## Extracto de página:
______________________________

El problema de la violencia no se resuelve recurriendo a un determinismo absoluto, ya sea de carácter biológico o cultural, referido a lo interno o a lo externo, lo subjetivo o lo objetivo, lo psíquico o lo social, ni a una explicación de la subordinación de las mujeres exclusivamente en términos de opresión social. La mujer no es ni una mera víctima ni el único agente del malestar que experimenta en nuestra cultura, ni bruja ni ángel del hogar, ni Eva ni María. Por eso decía que la violencia, más allá del contenido o significado que se asigne a lo femenino, es un efecto de la imagen dicotómica de las diferencias sexuales.
En este sentido, puede ser tan alienante el repertorio de modelos que el patriarcado propone a las mujeres, como una nueva definición de una supuesta identidad femenina más auténtica o más acorde con una esencia que las categorías de género vendrían a ocultar o enmascarar. Si bien desde la perspectiva de liberar a las mujeres de su subordinación es necesario reconocer el lugar social que ellas ocupan como colectivo, esta exigencia debe articularse con el respeto a la diversidad y a la singularidad de la posición de cada mujer como sujeto deseante. La defensa de los derechos de las mujeres (las consignas de la Revolución Francesa aún no se han realizado para ellas) no requiere de ningún modo recurrir a definiciones universales, abstractas y normativas de la mujer, la sexualidad femenina o la feminidad. Si las representaciones de la mujer y del hombre basadas en una oposición binaria constituyen un recurso discursivo para aliviar la angustia ante las incertidumbres de la sexualidad y ante su heterogeneidad con respecto a la diferencia anatómica de los sexos, el precio que se paga por ese alivio es una limitación y un empobrecimiento, tanto de la experiencia como del saber.

______________________________

## Entradas disponibles:
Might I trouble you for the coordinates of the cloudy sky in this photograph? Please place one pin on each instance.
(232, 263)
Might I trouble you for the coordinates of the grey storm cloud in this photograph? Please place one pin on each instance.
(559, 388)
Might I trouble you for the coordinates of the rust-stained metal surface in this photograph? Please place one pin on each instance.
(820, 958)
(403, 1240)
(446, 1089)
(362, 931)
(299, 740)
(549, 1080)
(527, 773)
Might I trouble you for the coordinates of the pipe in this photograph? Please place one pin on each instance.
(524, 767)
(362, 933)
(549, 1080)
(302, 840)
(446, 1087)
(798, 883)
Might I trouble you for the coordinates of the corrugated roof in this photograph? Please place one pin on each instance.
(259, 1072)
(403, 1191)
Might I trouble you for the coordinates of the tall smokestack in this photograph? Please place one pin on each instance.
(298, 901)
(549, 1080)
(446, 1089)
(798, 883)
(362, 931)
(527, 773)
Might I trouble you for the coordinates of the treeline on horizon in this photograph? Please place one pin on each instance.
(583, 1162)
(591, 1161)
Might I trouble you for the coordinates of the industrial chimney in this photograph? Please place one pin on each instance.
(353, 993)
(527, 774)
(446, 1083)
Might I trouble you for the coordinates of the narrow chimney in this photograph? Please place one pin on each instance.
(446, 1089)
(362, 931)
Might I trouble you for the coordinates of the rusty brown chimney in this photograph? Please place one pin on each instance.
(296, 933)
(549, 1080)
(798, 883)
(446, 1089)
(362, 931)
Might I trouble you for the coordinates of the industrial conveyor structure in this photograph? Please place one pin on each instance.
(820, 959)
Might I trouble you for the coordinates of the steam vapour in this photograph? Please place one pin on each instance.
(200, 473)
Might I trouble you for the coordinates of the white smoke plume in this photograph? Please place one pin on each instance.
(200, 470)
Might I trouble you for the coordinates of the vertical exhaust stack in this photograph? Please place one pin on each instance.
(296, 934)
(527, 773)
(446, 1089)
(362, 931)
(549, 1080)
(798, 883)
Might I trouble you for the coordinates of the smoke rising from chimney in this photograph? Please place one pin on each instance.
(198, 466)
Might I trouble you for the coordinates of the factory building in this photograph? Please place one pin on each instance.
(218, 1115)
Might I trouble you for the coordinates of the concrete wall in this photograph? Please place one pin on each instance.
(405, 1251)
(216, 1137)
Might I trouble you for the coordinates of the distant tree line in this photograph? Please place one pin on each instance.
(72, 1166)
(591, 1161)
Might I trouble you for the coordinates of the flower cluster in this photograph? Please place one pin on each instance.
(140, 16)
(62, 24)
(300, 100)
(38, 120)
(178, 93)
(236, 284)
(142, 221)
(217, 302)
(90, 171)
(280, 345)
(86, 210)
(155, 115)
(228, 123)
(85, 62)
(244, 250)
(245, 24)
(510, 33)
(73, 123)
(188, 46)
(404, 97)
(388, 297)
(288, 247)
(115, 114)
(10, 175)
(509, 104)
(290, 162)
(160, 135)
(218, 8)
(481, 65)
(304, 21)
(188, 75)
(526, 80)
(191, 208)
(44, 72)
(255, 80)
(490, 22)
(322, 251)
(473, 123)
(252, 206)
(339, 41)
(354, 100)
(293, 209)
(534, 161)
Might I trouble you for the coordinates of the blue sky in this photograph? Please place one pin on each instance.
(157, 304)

______________________________

## Ejercicio 1:
Indica si cada afirmación concuerda con el extracto sobre la violencia y la mujer, respondiendo sí o no y citando textualmente las palabras decisivas: (a) La mujer es una mera víctima del malestar que experimenta en nuestra cultura. (b) Defender los derechos de las mujeres exige definiciones universales de la feminidad. (c) Las consignas de la Revolución Francesa aún no se han realizado para las mujeres.
## Ejercicio 2:
Por favor, transcribe sin cambios el tramo de las entradas que va desde su comienzo hasta la línea que contiene "(403, 1191)", ambos extremos incluidos.
El extracto y las entradas no tienen relación entre sí.

## Resultado del ejercicio 1:
(a) No: «La mujer no es ni una mera víctima ni el único agente del malestar que experimenta en nuestra cultura».
(b) No: «no requiere de ningún modo recurrir a definiciones universales, abstractas y normativas de la mujer, la sexualidad femenina o la feminidad».
(c) Sí: «las consignas de la Revolución Francesa aún no se han realizado para ellas».

## Resultado del ejercicio 2:
Might I trouble you for the coordinates of the cloudy sky in this photograph? Please place one pin on each instance.
(232, 263)
Might I trouble you for the coordinates of the grey storm cloud in this photograph? Please place one pin on each instance.
(559, 388)
Might I trouble you for the coordinates of the rust-stained metal surface in this photograph? Please place one pin on each instance.
(820, 958)
(403, 1240)
(446, 1089)
(362, 931)
(299, 740)
(549, 1080)
(527, 773)
Might I trouble you for the coordinates of the pipe in this photograph? Please place one pin on each instance.
(524, 767)
(362, 933)
(549, 1080)
(302, 840)
(446, 1087)
(798, 883)
Might I trouble you for the coordinates of the corrugated roof in this photograph? Please place one pin on each instance.
(259, 1072)
(403, 1191)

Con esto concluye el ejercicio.